__TASK STATEMENT__:
Pull out each row below that contains the string "child", copying it unchanged.

__MATERIAL FOR THE TASK__:
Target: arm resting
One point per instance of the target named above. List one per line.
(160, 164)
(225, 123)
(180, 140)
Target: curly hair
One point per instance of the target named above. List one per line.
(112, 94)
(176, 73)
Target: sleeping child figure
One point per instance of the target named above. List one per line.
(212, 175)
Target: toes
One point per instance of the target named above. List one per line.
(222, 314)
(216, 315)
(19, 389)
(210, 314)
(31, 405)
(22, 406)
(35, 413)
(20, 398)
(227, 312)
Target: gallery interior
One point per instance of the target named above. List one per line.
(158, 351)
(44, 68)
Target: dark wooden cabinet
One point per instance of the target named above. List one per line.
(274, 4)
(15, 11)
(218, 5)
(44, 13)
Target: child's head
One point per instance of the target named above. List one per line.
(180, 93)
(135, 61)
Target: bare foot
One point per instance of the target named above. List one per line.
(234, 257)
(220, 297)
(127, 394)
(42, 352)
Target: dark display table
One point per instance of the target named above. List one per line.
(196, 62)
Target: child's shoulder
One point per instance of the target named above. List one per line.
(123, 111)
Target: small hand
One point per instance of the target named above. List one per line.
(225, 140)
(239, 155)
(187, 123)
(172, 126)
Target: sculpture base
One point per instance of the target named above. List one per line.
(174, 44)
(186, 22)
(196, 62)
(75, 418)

---

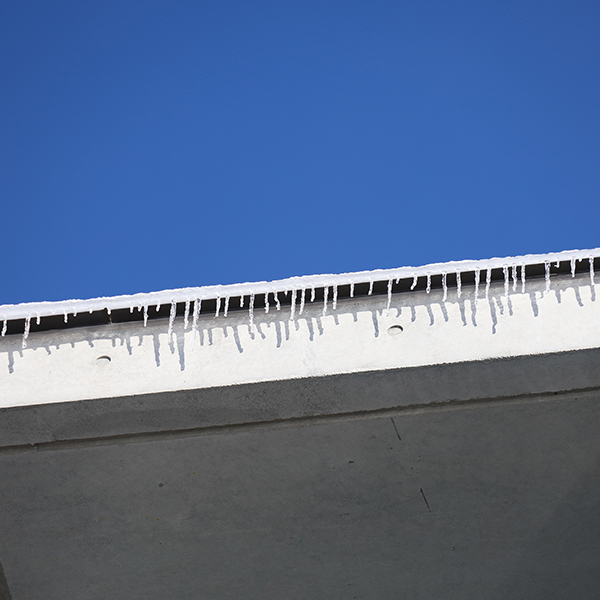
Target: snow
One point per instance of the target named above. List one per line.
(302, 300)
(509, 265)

__CORRECT RESPONSE__:
Target: sleeping child figure
Target: child's head
Target: child's shoulder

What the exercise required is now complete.